### WHAT IS REQUIRED
Write out only the part of the listing that opens with the line containing "Circle every neighboring" and closes with the line containing "xmin=295 ymin=105 xmax=326 ymax=109", requests included. Scale every box coordinate in the answers by 1.35, rounding to whole numbers with halves going up.

[Start of EXERCISE INPUT]

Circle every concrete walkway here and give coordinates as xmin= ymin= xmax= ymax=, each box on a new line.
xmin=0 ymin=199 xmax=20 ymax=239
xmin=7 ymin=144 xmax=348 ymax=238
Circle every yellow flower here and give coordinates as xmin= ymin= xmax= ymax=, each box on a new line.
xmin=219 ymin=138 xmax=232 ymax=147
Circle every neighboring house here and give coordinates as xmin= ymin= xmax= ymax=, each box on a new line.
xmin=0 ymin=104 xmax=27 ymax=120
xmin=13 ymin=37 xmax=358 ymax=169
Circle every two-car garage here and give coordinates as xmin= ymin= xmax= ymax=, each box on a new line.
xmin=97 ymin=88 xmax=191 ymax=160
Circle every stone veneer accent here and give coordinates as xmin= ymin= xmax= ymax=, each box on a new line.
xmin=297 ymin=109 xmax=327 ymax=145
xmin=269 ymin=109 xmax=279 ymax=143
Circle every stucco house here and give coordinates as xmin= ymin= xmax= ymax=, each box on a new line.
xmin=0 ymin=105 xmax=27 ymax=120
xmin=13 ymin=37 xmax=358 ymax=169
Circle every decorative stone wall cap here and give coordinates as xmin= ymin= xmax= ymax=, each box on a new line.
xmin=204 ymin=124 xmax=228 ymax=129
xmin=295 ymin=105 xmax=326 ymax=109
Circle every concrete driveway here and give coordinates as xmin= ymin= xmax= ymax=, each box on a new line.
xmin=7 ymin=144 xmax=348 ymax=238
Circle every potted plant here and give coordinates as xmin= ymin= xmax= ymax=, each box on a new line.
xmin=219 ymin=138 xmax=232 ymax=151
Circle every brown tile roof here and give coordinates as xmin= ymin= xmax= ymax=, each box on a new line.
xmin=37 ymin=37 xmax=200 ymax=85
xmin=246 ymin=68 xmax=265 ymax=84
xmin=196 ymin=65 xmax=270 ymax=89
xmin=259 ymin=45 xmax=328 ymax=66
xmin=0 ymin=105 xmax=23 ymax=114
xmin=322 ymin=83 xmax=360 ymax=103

[End of EXERCISE INPUT]

### RIGHT ANSWER
Circle every neighboring house here and give coordinates as xmin= ymin= xmax= ymax=, each box on a new line.
xmin=0 ymin=140 xmax=36 ymax=162
xmin=18 ymin=50 xmax=483 ymax=228
Circle every two-car garage here and give coordinates as xmin= ymin= xmax= ymax=, each box on a new line.
xmin=131 ymin=119 xmax=258 ymax=216
Circle every stone veneer accent here and give coordinates as xmin= ymin= xmax= ymax=, each box on a new line.
xmin=401 ymin=147 xmax=441 ymax=196
xmin=363 ymin=147 xmax=377 ymax=193
Circle every stucco house here and give coordinates as xmin= ymin= xmax= ymax=, each box on a new line.
xmin=0 ymin=142 xmax=36 ymax=162
xmin=18 ymin=50 xmax=483 ymax=228
Circle every decorative stone wall cap here and give coordinates as xmin= ymin= xmax= ymax=, each box on a new line.
xmin=275 ymin=167 xmax=308 ymax=174
xmin=398 ymin=142 xmax=440 ymax=147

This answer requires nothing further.